→ WHAT TO PRODUCE
Lay out the lines of the material as a numbered list, beginning at the line that contains "Task: place one keypoint per instance of the light green" and ending after the last line of the material. Leave out any blank lines.

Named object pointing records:
————————

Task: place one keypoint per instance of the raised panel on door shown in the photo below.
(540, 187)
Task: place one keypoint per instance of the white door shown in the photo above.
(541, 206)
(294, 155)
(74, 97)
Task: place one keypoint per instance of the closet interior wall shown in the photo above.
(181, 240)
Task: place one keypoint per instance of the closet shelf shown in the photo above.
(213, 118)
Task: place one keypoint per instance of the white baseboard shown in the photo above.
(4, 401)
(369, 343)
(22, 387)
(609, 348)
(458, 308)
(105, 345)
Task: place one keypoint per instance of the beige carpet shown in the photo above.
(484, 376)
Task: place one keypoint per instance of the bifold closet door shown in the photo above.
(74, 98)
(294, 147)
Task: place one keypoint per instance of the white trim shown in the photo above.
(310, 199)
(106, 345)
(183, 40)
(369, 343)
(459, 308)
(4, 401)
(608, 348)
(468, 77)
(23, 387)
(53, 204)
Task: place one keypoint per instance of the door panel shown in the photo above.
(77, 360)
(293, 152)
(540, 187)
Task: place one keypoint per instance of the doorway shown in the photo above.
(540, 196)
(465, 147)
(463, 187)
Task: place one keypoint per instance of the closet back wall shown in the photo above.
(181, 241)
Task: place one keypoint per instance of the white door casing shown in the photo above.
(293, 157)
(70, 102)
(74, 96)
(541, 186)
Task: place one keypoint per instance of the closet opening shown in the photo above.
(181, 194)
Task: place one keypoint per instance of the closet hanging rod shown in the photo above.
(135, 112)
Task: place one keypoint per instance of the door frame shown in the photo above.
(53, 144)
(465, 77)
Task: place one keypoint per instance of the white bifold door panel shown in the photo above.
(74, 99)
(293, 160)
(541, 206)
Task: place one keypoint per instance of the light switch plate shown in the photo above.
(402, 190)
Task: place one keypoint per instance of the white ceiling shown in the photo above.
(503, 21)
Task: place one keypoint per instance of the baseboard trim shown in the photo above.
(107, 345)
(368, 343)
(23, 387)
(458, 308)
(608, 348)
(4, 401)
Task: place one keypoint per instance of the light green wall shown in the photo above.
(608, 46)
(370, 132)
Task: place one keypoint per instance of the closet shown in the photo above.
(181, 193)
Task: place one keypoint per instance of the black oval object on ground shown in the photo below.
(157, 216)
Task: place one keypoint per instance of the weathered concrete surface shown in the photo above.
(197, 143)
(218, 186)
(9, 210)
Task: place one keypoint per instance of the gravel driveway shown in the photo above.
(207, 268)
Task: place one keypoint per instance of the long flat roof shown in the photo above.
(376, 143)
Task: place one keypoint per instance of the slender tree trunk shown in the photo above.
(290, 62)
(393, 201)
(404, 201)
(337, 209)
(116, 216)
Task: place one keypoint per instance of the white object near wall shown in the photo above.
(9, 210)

————————

→ PROBLEM SOLUTION
1. Task: place one keypoint per instance of the light green wall shown in the photo above.
2. (608, 46)
3. (370, 132)
4. Task: place one keypoint per instance of the closet shown in the photo above.
5. (181, 193)
6. Task: place one keypoint per instance of the black oval object on ground shown in the photo below.
7. (157, 216)
8. Task: place one keypoint per instance of the weathered concrete surface shown in the photo above.
9. (197, 143)
10. (218, 186)
11. (9, 210)
12. Task: place one keypoint per instance of the gravel driveway shown in the photo above.
13. (207, 268)
14. Task: place one keypoint per instance of the long flat roof shown in the photo above.
15. (376, 143)
16. Task: place one keypoint per instance of the slender tree trunk shown in the photo above.
17. (290, 62)
18. (393, 201)
19. (404, 201)
20. (337, 209)
21. (116, 216)
22. Task: place one keypoint per instance of the white object near wall shown in the photo above.
23. (9, 210)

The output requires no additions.